RECORDS TO USE Start Marker

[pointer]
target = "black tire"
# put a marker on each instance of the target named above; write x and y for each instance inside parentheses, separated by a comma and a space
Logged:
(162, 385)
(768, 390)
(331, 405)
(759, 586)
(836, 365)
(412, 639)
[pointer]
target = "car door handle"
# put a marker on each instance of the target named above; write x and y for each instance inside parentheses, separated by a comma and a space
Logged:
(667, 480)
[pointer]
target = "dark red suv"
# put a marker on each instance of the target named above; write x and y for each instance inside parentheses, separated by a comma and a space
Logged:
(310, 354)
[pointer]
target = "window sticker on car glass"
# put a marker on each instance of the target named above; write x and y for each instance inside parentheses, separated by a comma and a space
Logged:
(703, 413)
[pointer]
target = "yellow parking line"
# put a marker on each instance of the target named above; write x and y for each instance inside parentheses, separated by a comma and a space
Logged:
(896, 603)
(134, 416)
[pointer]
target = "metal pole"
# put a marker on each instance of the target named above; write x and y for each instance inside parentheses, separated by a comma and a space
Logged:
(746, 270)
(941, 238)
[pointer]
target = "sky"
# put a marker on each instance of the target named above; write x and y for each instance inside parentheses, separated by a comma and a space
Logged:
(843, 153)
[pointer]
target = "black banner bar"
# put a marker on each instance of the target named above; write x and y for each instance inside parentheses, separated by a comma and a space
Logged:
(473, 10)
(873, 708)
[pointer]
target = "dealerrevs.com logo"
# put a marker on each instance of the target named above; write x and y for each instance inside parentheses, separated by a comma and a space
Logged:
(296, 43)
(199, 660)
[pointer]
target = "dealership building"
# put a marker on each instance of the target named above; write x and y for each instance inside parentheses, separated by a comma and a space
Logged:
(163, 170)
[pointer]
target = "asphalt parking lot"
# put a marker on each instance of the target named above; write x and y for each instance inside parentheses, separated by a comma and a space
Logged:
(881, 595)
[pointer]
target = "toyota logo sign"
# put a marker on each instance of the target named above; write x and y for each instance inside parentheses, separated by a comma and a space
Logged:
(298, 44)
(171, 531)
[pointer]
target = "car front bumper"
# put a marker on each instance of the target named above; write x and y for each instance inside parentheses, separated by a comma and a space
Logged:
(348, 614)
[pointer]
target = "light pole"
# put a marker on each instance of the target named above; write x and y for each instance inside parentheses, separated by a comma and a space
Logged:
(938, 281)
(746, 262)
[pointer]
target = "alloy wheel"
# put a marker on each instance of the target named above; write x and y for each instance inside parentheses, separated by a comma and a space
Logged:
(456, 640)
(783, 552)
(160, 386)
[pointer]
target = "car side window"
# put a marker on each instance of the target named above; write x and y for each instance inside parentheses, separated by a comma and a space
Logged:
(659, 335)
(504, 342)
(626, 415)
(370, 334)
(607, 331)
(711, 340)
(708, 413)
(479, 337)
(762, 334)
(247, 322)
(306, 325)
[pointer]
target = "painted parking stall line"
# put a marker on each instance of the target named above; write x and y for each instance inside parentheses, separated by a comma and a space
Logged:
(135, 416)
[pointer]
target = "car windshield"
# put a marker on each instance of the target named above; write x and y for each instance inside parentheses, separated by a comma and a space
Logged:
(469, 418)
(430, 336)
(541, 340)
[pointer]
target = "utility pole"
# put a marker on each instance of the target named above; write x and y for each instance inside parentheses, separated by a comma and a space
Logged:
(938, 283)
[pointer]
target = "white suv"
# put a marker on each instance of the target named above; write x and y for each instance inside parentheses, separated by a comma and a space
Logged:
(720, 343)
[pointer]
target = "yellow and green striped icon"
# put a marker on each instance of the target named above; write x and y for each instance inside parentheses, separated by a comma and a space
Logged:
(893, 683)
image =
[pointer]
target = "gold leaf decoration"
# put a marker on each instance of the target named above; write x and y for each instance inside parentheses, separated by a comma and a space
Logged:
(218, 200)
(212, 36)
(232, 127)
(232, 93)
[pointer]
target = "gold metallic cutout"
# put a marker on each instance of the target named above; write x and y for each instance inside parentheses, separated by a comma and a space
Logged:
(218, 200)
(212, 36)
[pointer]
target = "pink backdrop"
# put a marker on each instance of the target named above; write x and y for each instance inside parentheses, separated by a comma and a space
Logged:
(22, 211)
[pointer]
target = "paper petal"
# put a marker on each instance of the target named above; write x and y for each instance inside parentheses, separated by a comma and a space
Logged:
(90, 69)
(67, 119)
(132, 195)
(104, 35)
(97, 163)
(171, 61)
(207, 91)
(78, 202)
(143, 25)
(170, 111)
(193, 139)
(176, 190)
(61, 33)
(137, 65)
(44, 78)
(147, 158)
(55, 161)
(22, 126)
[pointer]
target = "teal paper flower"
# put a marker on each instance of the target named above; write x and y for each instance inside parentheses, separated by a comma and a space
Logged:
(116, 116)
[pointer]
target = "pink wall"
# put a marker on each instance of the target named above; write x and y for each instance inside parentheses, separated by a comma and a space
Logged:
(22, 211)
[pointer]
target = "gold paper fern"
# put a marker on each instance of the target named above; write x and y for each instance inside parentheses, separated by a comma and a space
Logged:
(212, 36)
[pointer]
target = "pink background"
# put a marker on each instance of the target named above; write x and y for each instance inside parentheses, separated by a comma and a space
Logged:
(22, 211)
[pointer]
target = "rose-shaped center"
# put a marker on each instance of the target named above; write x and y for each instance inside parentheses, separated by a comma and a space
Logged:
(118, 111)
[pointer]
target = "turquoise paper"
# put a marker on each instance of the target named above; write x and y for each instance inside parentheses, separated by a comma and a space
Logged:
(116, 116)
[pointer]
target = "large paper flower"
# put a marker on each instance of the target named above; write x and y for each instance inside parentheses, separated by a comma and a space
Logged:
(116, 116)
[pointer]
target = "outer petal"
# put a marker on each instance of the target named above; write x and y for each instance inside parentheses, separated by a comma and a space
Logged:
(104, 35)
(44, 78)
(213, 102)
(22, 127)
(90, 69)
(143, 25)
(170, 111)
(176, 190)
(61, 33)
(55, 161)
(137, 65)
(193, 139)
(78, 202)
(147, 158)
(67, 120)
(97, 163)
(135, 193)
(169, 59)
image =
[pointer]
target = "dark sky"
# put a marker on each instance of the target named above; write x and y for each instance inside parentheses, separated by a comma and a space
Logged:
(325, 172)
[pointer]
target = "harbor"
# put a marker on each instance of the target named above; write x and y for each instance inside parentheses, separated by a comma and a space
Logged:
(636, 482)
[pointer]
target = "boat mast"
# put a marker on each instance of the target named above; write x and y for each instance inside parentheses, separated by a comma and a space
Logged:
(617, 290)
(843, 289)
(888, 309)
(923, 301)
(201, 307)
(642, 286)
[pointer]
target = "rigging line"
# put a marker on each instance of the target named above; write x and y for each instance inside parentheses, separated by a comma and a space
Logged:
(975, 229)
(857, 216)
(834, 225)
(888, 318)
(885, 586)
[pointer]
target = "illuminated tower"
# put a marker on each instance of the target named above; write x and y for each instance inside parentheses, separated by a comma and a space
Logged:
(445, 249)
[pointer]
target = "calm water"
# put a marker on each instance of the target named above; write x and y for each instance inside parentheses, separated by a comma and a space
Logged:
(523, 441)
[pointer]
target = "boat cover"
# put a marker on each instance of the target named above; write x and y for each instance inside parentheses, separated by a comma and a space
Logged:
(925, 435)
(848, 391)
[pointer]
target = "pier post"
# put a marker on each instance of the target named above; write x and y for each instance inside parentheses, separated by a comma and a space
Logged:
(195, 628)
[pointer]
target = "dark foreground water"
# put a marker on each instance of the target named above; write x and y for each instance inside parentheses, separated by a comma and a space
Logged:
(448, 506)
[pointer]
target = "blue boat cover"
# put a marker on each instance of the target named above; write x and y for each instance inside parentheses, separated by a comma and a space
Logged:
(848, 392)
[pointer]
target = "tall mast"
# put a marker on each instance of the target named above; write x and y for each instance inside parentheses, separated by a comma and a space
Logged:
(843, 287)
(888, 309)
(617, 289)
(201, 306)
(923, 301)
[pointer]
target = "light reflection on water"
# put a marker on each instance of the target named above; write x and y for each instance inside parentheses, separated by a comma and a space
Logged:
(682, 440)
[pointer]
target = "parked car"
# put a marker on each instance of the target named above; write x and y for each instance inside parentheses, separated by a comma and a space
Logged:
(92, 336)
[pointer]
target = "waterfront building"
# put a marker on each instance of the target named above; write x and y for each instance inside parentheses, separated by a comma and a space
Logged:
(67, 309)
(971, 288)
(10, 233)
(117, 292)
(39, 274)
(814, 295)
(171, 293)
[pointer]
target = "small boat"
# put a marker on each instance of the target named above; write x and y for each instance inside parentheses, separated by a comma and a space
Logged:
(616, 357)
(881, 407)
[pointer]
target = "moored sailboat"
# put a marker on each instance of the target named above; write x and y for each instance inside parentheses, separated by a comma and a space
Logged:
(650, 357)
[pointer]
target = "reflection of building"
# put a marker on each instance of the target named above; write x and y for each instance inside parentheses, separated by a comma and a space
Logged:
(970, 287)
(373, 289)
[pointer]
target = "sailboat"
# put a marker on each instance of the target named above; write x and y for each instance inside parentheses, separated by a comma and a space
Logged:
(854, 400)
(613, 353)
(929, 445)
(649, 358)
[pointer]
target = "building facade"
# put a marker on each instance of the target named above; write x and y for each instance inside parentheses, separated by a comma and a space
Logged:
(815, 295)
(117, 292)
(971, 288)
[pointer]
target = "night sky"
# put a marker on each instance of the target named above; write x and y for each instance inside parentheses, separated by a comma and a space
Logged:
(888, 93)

RECORDS TO USE End Marker

• **HOW TO COMPLETE THIS TASK**:
Whenever a line of the data includes "sailboat", copy that line.

• **RESPONSE**:
target = "moored sailboat"
target = "sailboat"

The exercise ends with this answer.